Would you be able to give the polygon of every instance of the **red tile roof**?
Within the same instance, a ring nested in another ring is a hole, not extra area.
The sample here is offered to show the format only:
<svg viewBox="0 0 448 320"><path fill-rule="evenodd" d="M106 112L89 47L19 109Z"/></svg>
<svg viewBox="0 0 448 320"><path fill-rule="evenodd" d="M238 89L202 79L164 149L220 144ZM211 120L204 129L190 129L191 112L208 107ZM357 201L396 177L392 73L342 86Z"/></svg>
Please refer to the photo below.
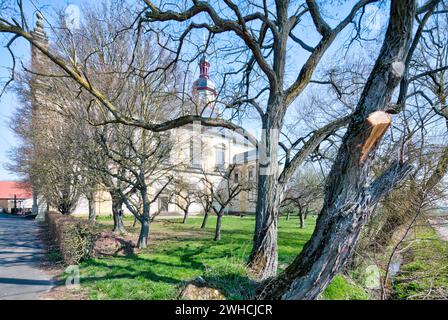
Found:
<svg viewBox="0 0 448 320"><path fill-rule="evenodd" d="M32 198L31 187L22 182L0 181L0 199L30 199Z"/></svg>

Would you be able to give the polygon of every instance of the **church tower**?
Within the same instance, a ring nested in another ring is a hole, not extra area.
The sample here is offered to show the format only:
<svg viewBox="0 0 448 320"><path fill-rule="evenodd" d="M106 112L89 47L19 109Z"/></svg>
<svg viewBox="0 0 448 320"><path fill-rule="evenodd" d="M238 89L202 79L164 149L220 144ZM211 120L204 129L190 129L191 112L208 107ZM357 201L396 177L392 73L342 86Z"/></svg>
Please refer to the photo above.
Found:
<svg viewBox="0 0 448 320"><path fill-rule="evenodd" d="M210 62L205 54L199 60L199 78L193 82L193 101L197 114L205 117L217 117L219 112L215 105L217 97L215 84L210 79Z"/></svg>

## Task statement
Could you repeat all the rows above word for word, leaving out the pictures?

## Answer below
Would you be able to give the polygon of every instance of the **red tile roof**?
Within the same instance, a ring nested in another ring is a hole, not extra area.
The sample here is offered to show the format only:
<svg viewBox="0 0 448 320"><path fill-rule="evenodd" d="M106 112L89 47L19 109Z"/></svg>
<svg viewBox="0 0 448 320"><path fill-rule="evenodd" d="M238 89L202 79L164 149L220 144ZM211 120L204 129L190 129L191 112L208 107ZM357 201L396 177L392 73L342 86Z"/></svg>
Please refer to the photo below.
Found:
<svg viewBox="0 0 448 320"><path fill-rule="evenodd" d="M32 198L31 187L22 182L0 181L0 199L30 199Z"/></svg>

Would you be able to give the polygon of every instance of the **church tower**?
Within the same instance, a ring nested in another ring is a hole, not extra area.
The sample here is offered to show the format only:
<svg viewBox="0 0 448 320"><path fill-rule="evenodd" d="M106 112L89 47L19 109Z"/></svg>
<svg viewBox="0 0 448 320"><path fill-rule="evenodd" d="M238 89L202 79L164 149L220 144ZM211 120L204 129L190 129L191 112L208 107ZM357 201L396 177L392 73L342 86Z"/></svg>
Please refer to the photo above.
Found:
<svg viewBox="0 0 448 320"><path fill-rule="evenodd" d="M210 62L205 54L199 60L199 78L193 82L193 101L197 114L205 117L217 117L219 112L215 105L217 97L215 84L210 79Z"/></svg>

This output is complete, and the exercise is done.